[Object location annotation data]
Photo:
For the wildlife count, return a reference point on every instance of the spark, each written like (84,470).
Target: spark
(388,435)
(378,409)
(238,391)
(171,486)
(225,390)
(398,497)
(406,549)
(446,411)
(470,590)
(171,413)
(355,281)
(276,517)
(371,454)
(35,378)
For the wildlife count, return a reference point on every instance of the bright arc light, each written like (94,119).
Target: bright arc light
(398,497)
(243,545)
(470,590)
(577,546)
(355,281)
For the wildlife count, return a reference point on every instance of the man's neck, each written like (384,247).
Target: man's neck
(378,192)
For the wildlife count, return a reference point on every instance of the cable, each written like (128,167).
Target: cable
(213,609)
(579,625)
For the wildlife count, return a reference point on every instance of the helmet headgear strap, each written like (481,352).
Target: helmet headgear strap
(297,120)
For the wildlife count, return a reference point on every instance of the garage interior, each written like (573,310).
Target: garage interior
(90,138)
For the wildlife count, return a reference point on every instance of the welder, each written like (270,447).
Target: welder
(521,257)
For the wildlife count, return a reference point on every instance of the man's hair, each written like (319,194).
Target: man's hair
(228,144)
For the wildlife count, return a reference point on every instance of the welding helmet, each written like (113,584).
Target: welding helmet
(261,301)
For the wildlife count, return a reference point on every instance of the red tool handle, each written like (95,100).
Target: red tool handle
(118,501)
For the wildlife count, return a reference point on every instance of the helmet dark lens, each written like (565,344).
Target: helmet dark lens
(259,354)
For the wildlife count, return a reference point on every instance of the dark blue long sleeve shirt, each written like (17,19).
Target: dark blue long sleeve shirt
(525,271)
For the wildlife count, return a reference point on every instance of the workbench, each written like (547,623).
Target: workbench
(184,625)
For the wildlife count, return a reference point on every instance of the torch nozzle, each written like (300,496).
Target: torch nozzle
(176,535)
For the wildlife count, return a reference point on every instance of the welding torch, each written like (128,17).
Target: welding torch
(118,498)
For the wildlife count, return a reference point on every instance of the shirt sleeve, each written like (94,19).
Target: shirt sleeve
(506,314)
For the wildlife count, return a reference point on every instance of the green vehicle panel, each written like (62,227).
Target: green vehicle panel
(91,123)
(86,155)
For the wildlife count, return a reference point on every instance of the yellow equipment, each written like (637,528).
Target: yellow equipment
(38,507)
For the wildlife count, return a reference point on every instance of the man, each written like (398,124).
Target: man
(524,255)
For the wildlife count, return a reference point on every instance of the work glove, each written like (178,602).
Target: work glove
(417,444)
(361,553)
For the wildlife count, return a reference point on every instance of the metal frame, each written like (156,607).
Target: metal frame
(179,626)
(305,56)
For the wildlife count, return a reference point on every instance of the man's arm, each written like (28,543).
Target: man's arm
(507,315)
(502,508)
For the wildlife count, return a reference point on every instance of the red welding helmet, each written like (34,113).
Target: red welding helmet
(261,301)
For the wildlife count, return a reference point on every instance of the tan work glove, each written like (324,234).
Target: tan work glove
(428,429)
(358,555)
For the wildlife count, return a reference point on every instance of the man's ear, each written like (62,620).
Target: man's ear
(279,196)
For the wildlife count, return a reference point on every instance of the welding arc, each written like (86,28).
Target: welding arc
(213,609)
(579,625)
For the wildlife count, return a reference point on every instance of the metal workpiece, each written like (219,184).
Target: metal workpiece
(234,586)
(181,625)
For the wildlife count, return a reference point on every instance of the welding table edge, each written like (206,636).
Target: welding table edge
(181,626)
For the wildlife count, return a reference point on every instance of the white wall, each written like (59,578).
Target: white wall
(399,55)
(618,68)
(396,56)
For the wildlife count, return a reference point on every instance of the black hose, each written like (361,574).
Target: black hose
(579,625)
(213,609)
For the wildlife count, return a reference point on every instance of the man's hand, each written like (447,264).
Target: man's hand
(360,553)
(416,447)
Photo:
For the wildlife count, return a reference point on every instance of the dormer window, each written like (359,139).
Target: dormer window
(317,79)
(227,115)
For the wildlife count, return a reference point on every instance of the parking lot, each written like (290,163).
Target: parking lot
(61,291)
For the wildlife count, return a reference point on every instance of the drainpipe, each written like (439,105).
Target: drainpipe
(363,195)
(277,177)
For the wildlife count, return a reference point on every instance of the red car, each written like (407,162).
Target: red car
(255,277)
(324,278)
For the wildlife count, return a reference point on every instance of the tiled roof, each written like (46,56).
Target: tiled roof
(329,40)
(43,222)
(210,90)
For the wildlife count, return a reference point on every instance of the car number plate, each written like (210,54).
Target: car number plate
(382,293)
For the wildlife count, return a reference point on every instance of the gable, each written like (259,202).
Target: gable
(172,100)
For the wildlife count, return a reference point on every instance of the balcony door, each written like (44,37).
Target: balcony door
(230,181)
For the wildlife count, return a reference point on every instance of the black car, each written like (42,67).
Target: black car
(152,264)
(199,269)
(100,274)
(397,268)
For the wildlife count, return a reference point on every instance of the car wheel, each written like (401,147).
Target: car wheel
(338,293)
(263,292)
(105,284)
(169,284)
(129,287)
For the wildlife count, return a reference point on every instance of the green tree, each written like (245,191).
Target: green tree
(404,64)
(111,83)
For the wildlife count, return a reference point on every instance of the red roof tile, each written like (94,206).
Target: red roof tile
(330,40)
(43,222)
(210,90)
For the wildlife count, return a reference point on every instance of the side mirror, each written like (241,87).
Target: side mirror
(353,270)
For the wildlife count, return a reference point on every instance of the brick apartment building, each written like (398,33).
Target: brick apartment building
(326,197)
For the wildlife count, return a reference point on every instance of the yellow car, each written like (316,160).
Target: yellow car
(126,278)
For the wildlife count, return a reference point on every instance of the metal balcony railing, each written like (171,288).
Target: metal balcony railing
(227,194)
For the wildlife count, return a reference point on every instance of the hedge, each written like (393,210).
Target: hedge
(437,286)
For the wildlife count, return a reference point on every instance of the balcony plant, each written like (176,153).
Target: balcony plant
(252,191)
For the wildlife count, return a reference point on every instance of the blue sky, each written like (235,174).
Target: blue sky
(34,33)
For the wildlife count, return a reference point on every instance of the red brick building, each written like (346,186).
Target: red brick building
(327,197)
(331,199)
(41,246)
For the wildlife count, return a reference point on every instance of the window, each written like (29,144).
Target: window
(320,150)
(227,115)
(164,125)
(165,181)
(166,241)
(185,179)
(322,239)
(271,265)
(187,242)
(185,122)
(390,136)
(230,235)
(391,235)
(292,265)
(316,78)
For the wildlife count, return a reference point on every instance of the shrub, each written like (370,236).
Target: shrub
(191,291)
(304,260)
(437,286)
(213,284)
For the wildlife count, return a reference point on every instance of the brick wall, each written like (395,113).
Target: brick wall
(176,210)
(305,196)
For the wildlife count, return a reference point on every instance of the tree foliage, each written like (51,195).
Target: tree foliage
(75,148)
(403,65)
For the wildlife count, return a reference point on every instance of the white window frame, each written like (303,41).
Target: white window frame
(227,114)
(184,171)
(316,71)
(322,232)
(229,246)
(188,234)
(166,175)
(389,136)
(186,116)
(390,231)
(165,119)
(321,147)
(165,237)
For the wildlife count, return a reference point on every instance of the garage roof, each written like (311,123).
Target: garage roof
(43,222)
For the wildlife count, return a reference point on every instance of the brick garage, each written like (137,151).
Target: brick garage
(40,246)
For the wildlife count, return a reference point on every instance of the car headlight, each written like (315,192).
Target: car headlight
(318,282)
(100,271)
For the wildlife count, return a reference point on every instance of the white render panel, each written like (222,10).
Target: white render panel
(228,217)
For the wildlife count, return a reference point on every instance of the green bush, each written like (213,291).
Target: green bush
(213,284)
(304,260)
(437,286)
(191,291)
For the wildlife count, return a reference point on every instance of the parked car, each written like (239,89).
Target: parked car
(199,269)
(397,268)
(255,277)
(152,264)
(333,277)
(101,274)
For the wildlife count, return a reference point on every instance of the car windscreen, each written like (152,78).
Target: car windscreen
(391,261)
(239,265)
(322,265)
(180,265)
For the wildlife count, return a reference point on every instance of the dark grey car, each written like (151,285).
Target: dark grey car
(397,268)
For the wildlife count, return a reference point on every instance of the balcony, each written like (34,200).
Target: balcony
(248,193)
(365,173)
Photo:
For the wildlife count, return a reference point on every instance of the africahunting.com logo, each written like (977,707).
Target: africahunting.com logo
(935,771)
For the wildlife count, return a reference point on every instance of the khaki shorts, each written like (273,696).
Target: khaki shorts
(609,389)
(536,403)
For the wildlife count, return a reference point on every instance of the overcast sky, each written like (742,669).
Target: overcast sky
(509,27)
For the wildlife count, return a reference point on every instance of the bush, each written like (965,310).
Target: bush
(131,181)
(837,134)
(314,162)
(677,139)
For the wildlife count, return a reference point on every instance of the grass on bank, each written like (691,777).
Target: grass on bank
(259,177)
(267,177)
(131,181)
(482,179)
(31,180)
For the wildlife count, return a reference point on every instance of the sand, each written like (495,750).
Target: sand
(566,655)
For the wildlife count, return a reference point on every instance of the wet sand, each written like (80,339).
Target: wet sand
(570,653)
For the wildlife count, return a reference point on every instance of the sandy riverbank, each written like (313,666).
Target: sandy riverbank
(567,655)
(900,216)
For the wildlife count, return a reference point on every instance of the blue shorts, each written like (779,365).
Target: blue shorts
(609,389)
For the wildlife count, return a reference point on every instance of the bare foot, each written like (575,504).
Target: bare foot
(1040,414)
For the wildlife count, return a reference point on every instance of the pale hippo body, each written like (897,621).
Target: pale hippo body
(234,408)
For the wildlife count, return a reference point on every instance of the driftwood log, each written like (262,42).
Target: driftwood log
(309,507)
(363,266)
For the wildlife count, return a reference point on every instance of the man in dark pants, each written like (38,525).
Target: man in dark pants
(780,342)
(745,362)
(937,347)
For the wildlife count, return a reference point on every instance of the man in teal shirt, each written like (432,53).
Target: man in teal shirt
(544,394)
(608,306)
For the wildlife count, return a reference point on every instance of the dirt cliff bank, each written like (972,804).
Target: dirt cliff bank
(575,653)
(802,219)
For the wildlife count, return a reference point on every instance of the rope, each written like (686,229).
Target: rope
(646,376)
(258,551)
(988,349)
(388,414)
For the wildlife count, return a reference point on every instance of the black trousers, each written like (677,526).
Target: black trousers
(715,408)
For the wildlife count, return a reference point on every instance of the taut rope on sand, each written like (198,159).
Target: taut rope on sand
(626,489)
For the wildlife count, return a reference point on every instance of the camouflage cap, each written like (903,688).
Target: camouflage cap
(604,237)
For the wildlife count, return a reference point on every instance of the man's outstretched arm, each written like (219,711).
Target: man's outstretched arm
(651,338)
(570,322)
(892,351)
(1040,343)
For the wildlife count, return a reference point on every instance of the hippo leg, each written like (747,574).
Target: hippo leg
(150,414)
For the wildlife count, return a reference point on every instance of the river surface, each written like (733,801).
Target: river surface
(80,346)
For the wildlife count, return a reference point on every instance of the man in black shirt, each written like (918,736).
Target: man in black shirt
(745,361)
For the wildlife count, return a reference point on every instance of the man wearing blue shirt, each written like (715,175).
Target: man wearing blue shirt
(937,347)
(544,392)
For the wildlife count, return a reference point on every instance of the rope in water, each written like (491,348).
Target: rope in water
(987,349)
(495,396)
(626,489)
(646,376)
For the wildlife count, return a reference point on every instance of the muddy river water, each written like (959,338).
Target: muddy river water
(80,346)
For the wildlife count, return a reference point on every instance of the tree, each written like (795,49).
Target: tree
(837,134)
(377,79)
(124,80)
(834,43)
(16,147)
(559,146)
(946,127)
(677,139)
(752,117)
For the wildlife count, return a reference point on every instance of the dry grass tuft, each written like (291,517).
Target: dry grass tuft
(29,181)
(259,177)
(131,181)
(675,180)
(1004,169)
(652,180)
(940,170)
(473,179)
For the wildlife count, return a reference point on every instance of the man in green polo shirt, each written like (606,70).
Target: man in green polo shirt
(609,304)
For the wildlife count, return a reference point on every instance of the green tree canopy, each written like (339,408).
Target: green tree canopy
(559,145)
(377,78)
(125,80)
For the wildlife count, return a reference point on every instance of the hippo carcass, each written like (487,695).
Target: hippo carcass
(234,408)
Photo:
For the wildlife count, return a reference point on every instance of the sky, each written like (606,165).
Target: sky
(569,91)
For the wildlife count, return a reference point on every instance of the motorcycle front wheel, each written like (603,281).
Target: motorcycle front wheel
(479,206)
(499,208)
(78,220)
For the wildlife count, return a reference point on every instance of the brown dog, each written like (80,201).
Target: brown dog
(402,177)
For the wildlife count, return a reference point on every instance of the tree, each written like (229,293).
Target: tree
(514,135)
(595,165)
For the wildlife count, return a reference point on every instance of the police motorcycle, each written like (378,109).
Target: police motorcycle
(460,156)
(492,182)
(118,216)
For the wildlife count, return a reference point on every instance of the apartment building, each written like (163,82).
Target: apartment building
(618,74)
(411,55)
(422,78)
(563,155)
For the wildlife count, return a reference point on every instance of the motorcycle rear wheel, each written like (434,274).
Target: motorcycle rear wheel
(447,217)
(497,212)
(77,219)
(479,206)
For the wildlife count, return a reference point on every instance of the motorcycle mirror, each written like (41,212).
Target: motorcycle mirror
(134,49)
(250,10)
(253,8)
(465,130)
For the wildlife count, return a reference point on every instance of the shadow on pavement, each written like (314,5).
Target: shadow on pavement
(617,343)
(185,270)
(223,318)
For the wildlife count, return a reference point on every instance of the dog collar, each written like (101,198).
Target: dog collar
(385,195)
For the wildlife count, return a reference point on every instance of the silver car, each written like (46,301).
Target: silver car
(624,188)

TASK INSTRUCTIONS: Print the line containing "written like (603,281)." and every line after it to the end of the records above, exactly as written, and nothing else.

SOLUTION:
For the wildlife count, return a reference point on every instance of the motorcycle front wheel, each written like (603,281).
Target: motorcycle front wheel
(479,206)
(499,208)
(78,220)
For the wildlife count, return a reference point on every instance of the brown dog, each written like (80,201).
Target: brown dog
(402,177)
For the wildlife count, return a reference point on every instance of the tree, each written like (229,293).
Target: tree
(514,135)
(595,165)
For the wildlife count, return a reference point on every instance of the police motorcycle, each written like (378,109).
Target: police motorcycle
(460,156)
(492,182)
(118,216)
For the wildlife count, return a reference point on every instance of the apartment building, each written like (163,82).
Target: apartment building
(618,74)
(411,55)
(422,78)
(563,155)
For the wildlife count, return a reference point on every instance of the motorcycle rear wheel, each written like (434,274).
Target: motorcycle rear wheel
(447,217)
(497,212)
(77,219)
(479,206)
For the wildlife count, return a reference point on every instance of the motorcycle mirror, each written like (41,212).
Target: motorcycle mirror
(134,49)
(250,10)
(253,8)
(465,130)
For the wildlife count, return a reference point on every instance of the shadow on pavement, each written like (314,5).
Target: shadow on pavement
(617,343)
(185,270)
(223,318)
For the wildlife count, return a reference point on every instance of the dog collar, each written like (101,198).
Target: dog collar
(385,195)
For the wildlife count, return a reference point on every instance of the silver car, each written like (46,301).
Target: silver car
(624,188)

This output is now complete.